- [Fragmento de origen]:

═══

Muchos judíos vinieron después de la Shoah
"buscando tranquilidad y seguridad". Muchos palestinos
que no sabían nada de la Shoah, que no tuvieron nada que
ver con ella, que jamás habían quemado una sinagoga
ni apedreado el escaparate de una carnicería kosher,
vivían ya en estas tierras en "tranquilidad y seguridad".
Se miró a otra parte para no verlos, como en el texto
de Kertész, y cuando no se les podía ignorar surgían
de pronto, como caídos del cielo, bajo la forma de "indios"
o de "negros" -monstruoso desliz fascista que justifica
un crimen con otro asimilando a sus víctimas en el desprecio
racial- de cuya ferocidad injustificada había que defenderse,
exactamente como en el texto de Kertész. ¿Vinieron
los sionistas a Palestina a defenderse de los palestinos?
Entre la inexistencia y la generación espontánea,
había que tratarlos -hay que tratarlos- como extranjeros
en su propio país para poder sostener esta ignominiosa
inversión de la verdad. Cualquiera que fuese el contexto
histórico y el sufrimiento de los judíos, el hecho
es que fueron éstos los que colonizaron un territorio
ya ocupado y los palestinos los que se defendieron. Los líderes
sionistas, con Ben Gurion a la cabeza, que manejaron los flujos
migratorios a la medida de su histeria nacionalista y muchas
veces a despecho de los deseos e incluso de la propia vida de
los judíos perseguidos en Europa (desde los acuerdos Haavara
con el gobierno nazi hasta la voladura del Patria), esos líderes
sionistas tenían que haber dicho a los prófugos
de la barbarie que venían a Palestina a convertirse ellos
mismos en bárbaros, a atacar a un pueblo que no
les había infligido ningún mal y que iban a tener
que atacarlo utilizando toda clase de medios. ¿Defenderse?

═══

- [Datos almacenados]:

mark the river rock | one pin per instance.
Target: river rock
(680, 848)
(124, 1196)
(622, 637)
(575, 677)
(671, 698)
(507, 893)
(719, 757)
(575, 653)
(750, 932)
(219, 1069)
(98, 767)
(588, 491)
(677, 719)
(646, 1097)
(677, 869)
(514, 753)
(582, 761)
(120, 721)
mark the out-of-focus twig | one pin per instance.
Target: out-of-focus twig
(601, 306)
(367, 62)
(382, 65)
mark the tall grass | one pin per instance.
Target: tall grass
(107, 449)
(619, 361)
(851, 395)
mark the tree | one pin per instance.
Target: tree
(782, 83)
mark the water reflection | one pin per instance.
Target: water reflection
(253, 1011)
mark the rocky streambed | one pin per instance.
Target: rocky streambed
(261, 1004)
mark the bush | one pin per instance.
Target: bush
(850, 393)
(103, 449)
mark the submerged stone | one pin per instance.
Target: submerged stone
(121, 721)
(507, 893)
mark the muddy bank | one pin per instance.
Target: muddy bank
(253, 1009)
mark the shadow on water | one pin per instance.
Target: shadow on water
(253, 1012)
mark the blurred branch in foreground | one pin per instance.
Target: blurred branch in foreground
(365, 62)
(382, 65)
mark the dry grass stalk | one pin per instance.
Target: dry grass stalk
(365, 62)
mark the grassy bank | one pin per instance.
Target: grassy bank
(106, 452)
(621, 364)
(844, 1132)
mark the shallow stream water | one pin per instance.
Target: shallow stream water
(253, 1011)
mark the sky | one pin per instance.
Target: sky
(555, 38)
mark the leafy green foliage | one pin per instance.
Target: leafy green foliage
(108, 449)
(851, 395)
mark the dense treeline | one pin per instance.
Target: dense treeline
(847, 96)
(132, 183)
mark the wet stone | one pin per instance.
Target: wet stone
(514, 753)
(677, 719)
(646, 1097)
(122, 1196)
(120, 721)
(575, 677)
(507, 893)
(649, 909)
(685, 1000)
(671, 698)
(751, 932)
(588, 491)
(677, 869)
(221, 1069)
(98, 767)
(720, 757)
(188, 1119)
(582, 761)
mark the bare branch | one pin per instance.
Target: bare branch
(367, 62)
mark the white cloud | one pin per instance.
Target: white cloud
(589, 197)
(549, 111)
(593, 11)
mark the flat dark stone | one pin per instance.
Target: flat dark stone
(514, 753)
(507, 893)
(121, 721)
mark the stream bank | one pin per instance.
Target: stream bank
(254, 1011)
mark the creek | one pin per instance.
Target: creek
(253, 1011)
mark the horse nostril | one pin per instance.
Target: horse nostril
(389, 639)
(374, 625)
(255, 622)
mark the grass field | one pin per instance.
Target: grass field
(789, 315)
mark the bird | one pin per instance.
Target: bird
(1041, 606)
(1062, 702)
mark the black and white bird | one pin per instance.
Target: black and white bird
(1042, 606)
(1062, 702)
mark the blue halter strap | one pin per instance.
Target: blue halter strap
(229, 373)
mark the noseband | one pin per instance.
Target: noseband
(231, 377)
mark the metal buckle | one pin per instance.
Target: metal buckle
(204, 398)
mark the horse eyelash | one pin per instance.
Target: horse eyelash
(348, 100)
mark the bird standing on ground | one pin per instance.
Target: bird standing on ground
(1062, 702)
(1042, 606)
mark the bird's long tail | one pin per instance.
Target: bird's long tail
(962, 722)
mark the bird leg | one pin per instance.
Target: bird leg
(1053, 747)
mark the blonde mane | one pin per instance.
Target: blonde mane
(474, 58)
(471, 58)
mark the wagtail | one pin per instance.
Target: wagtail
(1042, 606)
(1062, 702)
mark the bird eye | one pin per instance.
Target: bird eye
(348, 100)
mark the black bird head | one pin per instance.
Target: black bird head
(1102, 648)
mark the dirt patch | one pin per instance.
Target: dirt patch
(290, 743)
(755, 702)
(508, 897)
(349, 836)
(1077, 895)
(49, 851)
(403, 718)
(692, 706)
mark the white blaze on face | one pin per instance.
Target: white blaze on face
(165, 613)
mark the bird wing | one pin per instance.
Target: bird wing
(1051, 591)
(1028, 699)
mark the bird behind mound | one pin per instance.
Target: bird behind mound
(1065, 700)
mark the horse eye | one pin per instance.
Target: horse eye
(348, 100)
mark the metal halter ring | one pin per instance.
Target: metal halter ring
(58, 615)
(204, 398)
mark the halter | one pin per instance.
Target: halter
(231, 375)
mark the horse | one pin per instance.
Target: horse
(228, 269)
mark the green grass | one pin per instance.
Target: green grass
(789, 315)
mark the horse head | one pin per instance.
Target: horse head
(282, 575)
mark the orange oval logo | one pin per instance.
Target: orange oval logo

═══

Indica si cada afirmación concuerda con el fragmento sobre Palestina y la Shoah. Responde sí o no, y cita literalmente las palabras del fragmento que lo deciden. (a) Los líderes sionistas, con Ben Gurion a la cabeza, manejaron los flujos migratorios. (b) Fueron los palestinos quienes colonizaron un territorio ya ocupado. (c) Se mencionan los acuerdos Haavara con el gobierno británico.

(a) Sí: «Los líderes sionistas, con Ben Gurion a la cabeza, que manejaron los flujos migratorios».
(b) No: «fueron éstos los que colonizaron un territorio ya ocupado y los palestinos los que se defendieron».
(c) No: «desde los acuerdos Haavara con el gobierno nazi».